:: Materials provided

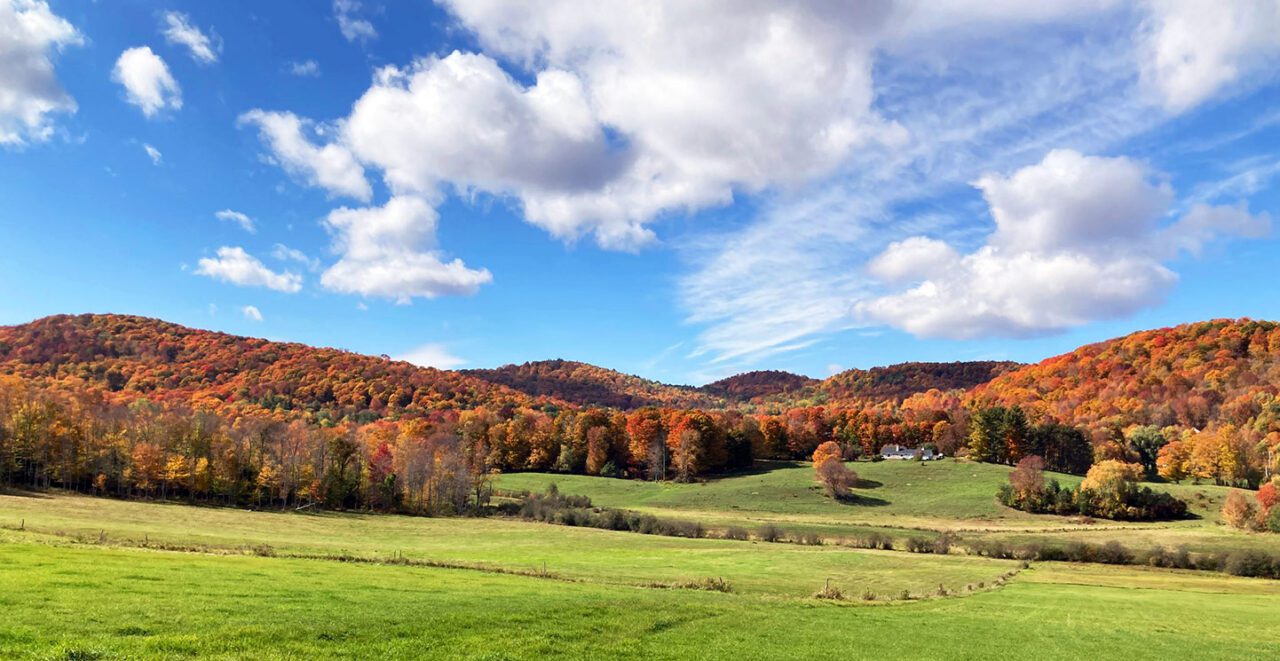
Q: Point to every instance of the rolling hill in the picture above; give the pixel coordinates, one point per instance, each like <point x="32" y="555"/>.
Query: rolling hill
<point x="1192" y="375"/>
<point x="592" y="386"/>
<point x="895" y="383"/>
<point x="760" y="383"/>
<point x="141" y="358"/>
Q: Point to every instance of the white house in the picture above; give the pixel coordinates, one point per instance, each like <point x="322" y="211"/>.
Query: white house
<point x="895" y="451"/>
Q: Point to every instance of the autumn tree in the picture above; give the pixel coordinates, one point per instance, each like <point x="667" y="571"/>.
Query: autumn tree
<point x="1028" y="477"/>
<point x="645" y="440"/>
<point x="832" y="473"/>
<point x="1173" y="461"/>
<point x="1238" y="510"/>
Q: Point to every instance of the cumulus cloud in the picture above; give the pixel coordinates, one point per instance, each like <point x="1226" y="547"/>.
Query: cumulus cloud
<point x="352" y="27"/>
<point x="389" y="251"/>
<point x="1196" y="49"/>
<point x="433" y="355"/>
<point x="330" y="167"/>
<point x="147" y="82"/>
<point x="178" y="30"/>
<point x="237" y="267"/>
<point x="306" y="69"/>
<point x="776" y="95"/>
<point x="1078" y="238"/>
<point x="30" y="94"/>
<point x="245" y="222"/>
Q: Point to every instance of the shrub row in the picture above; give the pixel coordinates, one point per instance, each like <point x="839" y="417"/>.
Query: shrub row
<point x="1124" y="504"/>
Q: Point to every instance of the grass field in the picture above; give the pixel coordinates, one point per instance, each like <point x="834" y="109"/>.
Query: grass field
<point x="901" y="498"/>
<point x="101" y="602"/>
<point x="94" y="578"/>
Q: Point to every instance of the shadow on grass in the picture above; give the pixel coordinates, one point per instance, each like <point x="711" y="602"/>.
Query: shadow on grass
<point x="760" y="468"/>
<point x="24" y="493"/>
<point x="864" y="501"/>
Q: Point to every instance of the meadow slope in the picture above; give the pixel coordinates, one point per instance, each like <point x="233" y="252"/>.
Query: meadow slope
<point x="77" y="587"/>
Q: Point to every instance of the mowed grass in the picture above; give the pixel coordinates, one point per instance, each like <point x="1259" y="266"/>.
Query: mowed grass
<point x="100" y="602"/>
<point x="581" y="554"/>
<point x="901" y="498"/>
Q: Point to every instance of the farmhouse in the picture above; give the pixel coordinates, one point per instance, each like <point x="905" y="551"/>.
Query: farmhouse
<point x="895" y="451"/>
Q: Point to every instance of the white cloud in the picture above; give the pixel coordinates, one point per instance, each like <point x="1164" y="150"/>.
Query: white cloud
<point x="237" y="267"/>
<point x="389" y="251"/>
<point x="1070" y="201"/>
<point x="776" y="95"/>
<point x="147" y="82"/>
<point x="245" y="222"/>
<point x="178" y="30"/>
<point x="283" y="252"/>
<point x="307" y="68"/>
<point x="30" y="33"/>
<point x="330" y="167"/>
<point x="1194" y="49"/>
<point x="1077" y="240"/>
<point x="352" y="27"/>
<point x="433" y="355"/>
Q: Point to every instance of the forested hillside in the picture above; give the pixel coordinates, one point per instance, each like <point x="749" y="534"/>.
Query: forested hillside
<point x="141" y="358"/>
<point x="1194" y="401"/>
<point x="895" y="383"/>
<point x="586" y="384"/>
<point x="1192" y="375"/>
<point x="760" y="383"/>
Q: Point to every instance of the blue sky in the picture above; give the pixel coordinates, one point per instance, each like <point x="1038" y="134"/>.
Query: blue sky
<point x="807" y="187"/>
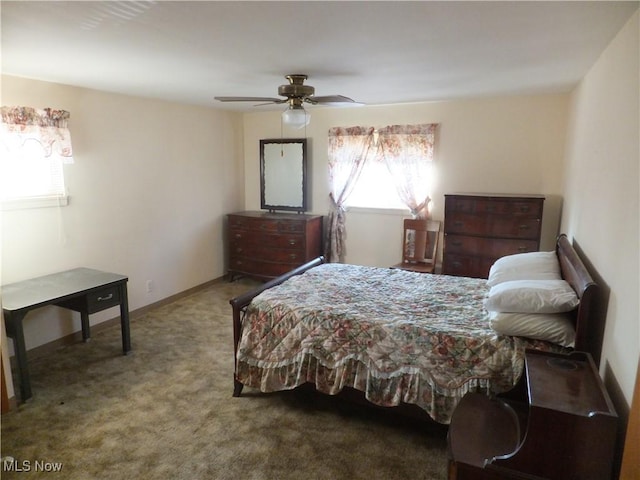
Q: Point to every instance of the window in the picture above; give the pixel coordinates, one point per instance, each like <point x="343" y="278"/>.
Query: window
<point x="373" y="190"/>
<point x="387" y="168"/>
<point x="35" y="144"/>
<point x="398" y="170"/>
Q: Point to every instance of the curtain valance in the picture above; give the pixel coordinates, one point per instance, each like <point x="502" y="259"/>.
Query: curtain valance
<point x="46" y="126"/>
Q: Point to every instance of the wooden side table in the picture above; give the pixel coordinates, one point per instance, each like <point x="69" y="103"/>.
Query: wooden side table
<point x="558" y="423"/>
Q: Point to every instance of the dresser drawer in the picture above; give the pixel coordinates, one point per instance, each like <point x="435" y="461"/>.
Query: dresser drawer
<point x="489" y="247"/>
<point x="493" y="225"/>
<point x="265" y="245"/>
<point x="252" y="224"/>
<point x="248" y="240"/>
<point x="255" y="225"/>
<point x="493" y="206"/>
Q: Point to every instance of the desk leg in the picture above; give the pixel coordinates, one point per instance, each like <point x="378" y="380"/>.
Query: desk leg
<point x="14" y="325"/>
<point x="86" y="329"/>
<point x="124" y="319"/>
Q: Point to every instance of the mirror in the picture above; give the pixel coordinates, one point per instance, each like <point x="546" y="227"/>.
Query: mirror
<point x="283" y="174"/>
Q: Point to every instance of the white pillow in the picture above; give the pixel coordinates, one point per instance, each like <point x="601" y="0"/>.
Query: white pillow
<point x="555" y="328"/>
<point x="525" y="266"/>
<point x="532" y="296"/>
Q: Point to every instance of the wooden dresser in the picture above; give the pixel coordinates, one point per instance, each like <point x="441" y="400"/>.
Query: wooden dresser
<point x="266" y="245"/>
<point x="480" y="228"/>
<point x="558" y="423"/>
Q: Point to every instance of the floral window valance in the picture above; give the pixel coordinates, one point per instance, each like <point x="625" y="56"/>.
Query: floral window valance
<point x="46" y="126"/>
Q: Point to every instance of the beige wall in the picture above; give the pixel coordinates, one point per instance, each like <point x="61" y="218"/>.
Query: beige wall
<point x="601" y="208"/>
<point x="149" y="189"/>
<point x="503" y="145"/>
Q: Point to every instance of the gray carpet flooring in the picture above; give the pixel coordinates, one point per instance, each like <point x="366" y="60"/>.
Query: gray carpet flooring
<point x="166" y="412"/>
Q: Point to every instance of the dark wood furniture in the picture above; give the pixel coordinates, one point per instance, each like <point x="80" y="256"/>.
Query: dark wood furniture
<point x="82" y="290"/>
<point x="266" y="245"/>
<point x="589" y="326"/>
<point x="419" y="245"/>
<point x="480" y="228"/>
<point x="559" y="423"/>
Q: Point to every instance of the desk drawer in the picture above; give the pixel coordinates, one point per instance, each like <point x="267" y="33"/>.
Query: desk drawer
<point x="102" y="299"/>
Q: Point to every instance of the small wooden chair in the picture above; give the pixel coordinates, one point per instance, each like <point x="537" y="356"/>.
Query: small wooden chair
<point x="419" y="245"/>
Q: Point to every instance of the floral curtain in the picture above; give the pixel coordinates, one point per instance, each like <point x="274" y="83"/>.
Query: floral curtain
<point x="348" y="149"/>
<point x="48" y="127"/>
<point x="407" y="151"/>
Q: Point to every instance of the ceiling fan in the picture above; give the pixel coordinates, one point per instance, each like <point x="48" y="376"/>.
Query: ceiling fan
<point x="296" y="93"/>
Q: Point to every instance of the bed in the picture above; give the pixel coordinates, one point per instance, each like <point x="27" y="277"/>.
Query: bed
<point x="405" y="338"/>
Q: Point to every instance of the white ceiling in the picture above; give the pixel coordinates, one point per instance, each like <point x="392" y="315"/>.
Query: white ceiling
<point x="374" y="52"/>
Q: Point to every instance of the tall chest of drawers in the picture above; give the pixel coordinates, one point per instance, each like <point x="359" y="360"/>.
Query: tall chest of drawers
<point x="265" y="245"/>
<point x="480" y="228"/>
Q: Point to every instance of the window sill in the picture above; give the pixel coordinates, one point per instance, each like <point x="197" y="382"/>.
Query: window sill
<point x="35" y="202"/>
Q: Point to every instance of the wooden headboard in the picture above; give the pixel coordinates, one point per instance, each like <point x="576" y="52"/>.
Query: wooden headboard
<point x="589" y="323"/>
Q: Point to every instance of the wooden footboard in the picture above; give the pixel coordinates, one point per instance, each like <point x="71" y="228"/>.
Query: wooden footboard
<point x="240" y="303"/>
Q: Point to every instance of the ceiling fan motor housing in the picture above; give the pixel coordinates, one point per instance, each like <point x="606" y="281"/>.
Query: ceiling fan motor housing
<point x="296" y="88"/>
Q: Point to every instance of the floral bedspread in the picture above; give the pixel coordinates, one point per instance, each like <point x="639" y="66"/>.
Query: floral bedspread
<point x="397" y="336"/>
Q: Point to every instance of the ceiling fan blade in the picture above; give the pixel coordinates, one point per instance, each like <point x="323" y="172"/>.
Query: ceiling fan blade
<point x="250" y="99"/>
<point x="330" y="99"/>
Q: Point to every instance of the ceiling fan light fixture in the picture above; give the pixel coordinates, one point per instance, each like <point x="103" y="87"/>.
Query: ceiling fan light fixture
<point x="296" y="117"/>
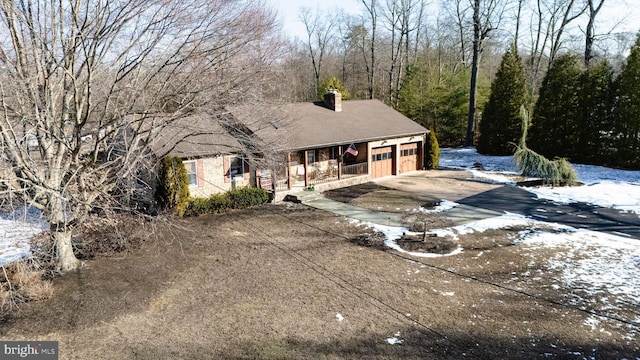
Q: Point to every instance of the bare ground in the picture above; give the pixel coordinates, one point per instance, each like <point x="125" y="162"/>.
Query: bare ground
<point x="288" y="282"/>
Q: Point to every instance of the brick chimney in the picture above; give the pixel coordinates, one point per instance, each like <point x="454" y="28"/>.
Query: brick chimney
<point x="333" y="100"/>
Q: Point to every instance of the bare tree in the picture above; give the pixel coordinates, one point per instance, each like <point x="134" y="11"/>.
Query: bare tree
<point x="487" y="15"/>
<point x="370" y="61"/>
<point x="85" y="85"/>
<point x="571" y="10"/>
<point x="593" y="11"/>
<point x="320" y="32"/>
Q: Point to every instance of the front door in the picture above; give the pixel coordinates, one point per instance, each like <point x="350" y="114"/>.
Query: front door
<point x="382" y="161"/>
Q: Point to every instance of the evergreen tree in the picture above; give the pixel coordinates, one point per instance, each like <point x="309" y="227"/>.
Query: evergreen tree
<point x="433" y="151"/>
<point x="595" y="128"/>
<point x="554" y="125"/>
<point x="627" y="110"/>
<point x="500" y="127"/>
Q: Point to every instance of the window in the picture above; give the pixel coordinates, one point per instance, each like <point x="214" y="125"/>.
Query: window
<point x="236" y="166"/>
<point x="192" y="172"/>
<point x="409" y="152"/>
<point x="311" y="158"/>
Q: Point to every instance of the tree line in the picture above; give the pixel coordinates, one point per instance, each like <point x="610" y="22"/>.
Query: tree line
<point x="436" y="61"/>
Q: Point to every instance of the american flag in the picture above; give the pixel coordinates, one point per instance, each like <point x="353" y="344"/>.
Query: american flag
<point x="352" y="150"/>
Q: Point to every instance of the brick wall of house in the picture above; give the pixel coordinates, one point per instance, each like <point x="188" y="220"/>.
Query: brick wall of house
<point x="213" y="172"/>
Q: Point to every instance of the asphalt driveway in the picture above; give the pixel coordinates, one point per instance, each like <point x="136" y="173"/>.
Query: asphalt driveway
<point x="460" y="187"/>
<point x="578" y="215"/>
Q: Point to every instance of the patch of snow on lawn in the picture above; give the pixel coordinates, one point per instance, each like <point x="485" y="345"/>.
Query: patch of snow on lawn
<point x="16" y="230"/>
<point x="611" y="194"/>
<point x="597" y="263"/>
<point x="494" y="177"/>
<point x="395" y="340"/>
<point x="507" y="220"/>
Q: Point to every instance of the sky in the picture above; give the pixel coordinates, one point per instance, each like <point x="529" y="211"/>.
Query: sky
<point x="615" y="11"/>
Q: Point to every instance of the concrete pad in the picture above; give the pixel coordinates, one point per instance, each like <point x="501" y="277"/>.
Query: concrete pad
<point x="464" y="214"/>
<point x="354" y="212"/>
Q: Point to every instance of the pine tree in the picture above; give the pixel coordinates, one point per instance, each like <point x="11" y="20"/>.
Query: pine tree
<point x="627" y="110"/>
<point x="554" y="125"/>
<point x="500" y="124"/>
<point x="433" y="151"/>
<point x="552" y="172"/>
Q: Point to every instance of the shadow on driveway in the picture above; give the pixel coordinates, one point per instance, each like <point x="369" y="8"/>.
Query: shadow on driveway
<point x="578" y="215"/>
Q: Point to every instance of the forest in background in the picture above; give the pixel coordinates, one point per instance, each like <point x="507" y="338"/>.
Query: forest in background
<point x="438" y="62"/>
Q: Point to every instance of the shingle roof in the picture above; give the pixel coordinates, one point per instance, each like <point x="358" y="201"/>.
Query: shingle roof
<point x="287" y="127"/>
<point x="315" y="125"/>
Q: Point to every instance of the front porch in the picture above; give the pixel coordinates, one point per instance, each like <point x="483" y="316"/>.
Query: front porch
<point x="343" y="165"/>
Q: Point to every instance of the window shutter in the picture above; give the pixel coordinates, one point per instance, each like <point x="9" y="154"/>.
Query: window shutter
<point x="227" y="175"/>
<point x="200" y="172"/>
<point x="245" y="167"/>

::::

* Given instruction
Please extract exactly, and only, the lines from the line containing "Q: Point to every instance of the sky" through the last line of the records.

* Expected answer
Q: Point to every instance of the sky in the picture above; give the pixel coordinates, one point per instance, each like <point x="529" y="211"/>.
Query: sky
<point x="615" y="11"/>
Q: Point to every instance of the concrete pad in the picture above; give the pixel coordinates, one point per instance, each like <point x="501" y="277"/>.
Query: concrete pad
<point x="464" y="214"/>
<point x="354" y="212"/>
Q: Point to every instance of the pine tree in the picture above; give the pixel coordinates, one point per instance, each like <point x="11" y="20"/>.
Query: pine tree
<point x="627" y="110"/>
<point x="554" y="125"/>
<point x="500" y="124"/>
<point x="433" y="151"/>
<point x="552" y="172"/>
Q: Point to every instance of the shadow on driveway in the picture above; give the pixel coordinates, one point per instance, each like <point x="369" y="8"/>.
Query: shadow on driveway
<point x="578" y="215"/>
Q: Point to every instance of the forest in background in the picture above; give the pixel coordinates, one point per instance, each like <point x="507" y="338"/>.
Query: forest in background
<point x="438" y="62"/>
Q: Point to every instance of the shingle roof in the picture above; give the pixel coordinates, one point per instance, each like <point x="358" y="201"/>.
Query: shingle roof
<point x="287" y="127"/>
<point x="315" y="125"/>
Q: Point to every instance of the front porch in the picture above; give the pixel coordinates, one point per instance, each like <point x="483" y="316"/>.
Query: front porch
<point x="343" y="165"/>
Q: Point to every instance of the window shutter in the picture above; give the pixel coordinates, one point per instance, each like <point x="9" y="154"/>.
Query: window shutter
<point x="227" y="175"/>
<point x="200" y="172"/>
<point x="245" y="167"/>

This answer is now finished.